» **PROBLEM DETAILS**: Every record should be written out exactly, please.

» **GIVEN RECORDS**:
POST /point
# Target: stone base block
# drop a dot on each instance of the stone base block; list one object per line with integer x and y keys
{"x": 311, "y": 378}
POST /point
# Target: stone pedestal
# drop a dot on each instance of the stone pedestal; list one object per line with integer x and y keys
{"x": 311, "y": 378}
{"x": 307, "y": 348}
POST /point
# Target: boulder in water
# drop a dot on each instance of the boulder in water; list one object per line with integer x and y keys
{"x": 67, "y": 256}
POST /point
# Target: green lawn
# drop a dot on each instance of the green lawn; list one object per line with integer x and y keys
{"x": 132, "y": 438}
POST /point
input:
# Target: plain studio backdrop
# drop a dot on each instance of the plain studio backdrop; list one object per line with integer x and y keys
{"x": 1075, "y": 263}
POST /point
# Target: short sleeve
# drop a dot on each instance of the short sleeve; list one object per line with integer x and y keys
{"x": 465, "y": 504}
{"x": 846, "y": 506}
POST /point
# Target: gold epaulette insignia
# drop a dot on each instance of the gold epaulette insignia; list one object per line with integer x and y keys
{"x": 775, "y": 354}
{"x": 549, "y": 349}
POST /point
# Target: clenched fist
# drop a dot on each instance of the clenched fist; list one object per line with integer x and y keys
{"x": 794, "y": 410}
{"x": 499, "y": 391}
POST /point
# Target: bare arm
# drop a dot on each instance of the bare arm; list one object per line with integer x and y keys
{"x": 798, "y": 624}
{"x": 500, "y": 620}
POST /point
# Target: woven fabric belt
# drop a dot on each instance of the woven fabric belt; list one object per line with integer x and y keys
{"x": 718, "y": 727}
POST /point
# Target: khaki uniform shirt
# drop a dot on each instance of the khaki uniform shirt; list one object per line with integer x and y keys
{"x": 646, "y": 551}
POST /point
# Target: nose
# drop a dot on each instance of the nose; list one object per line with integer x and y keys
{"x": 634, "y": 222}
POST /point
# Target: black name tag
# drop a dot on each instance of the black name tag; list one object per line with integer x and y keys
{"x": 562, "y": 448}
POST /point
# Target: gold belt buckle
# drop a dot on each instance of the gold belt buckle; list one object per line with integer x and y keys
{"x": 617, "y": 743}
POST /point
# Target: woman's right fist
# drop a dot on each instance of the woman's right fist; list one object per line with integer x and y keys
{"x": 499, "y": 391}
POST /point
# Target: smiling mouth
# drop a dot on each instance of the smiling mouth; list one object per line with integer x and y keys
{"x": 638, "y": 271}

» **FINAL RESULT**:
POST /point
# Target: stone base block
# drop a dot on each instance of the stone base block; list one object per line with integer x and y keys
{"x": 311, "y": 378}
POST /point
# Target: stone pedestal
# drop a dot on each instance of the stone pedestal; list one object per line with integer x and y keys
{"x": 311, "y": 378}
{"x": 307, "y": 348}
POST /point
# Target: boulder in water
# drop a dot on each instance of the boulder in water; list one object per line with integer x and y keys
{"x": 67, "y": 256}
POST /point
# Target: green lawn
# drop a dot on each instance of the green lawn; list one object per line with integer x and y keys
{"x": 132, "y": 438}
POST /point
input:
# Target: plain studio backdrop
# drop a dot on each instance of the plain studio backdrop; list one object per line with integer x and y keys
{"x": 1075, "y": 263}
POST /point
# Target: short sleeve
# drop a dot on each instance of the short sleeve; list one object per line with integer x and y keys
{"x": 465, "y": 504}
{"x": 846, "y": 506}
POST /point
# Target: gold epaulette insignia
# drop a dot on each instance of the gold epaulette insignia; list one object per line with integer x and y keys
{"x": 775, "y": 354}
{"x": 549, "y": 349}
POST /point
# Target: clenched fist
# drop a dot on each instance of the clenched fist; list one object per line with integer x and y keys
{"x": 794, "y": 410}
{"x": 499, "y": 391}
POST /point
# Target: bare arm
# drop a dot on each instance of the bare arm; list one object per line with integer x and y keys
{"x": 798, "y": 624}
{"x": 500, "y": 620}
POST /point
# Target: woven fabric belt
# drop a dot on each instance of the woven fabric belt; list one object per line with integer x and y keys
{"x": 718, "y": 727}
POST /point
# Target: khaki uniform shirt
# drop a dot on each instance of the khaki uniform shirt; list one object per line with integer x and y keys
{"x": 646, "y": 551}
POST /point
# Target: nose
# drop a dot on each instance of the nose; list one object per line with integer x and y keys
{"x": 634, "y": 222}
POST /point
# Target: black name tag
# drop a dot on each instance of the black name tag; list one object per line with integer x and y keys
{"x": 562, "y": 448}
POST /point
# Target: gold belt buckle
# drop a dot on each instance of the gold belt buckle; list one object per line with integer x and y keys
{"x": 617, "y": 743}
POST /point
# Target: woman's right fist
# drop a dot on each instance of the woman's right fist; list one object per line with integer x and y keys
{"x": 499, "y": 391}
POST /point
# Target: smiling mouth
# drop a dot on each instance of the smiling mouth; list one object per line with integer x and y keys
{"x": 638, "y": 271}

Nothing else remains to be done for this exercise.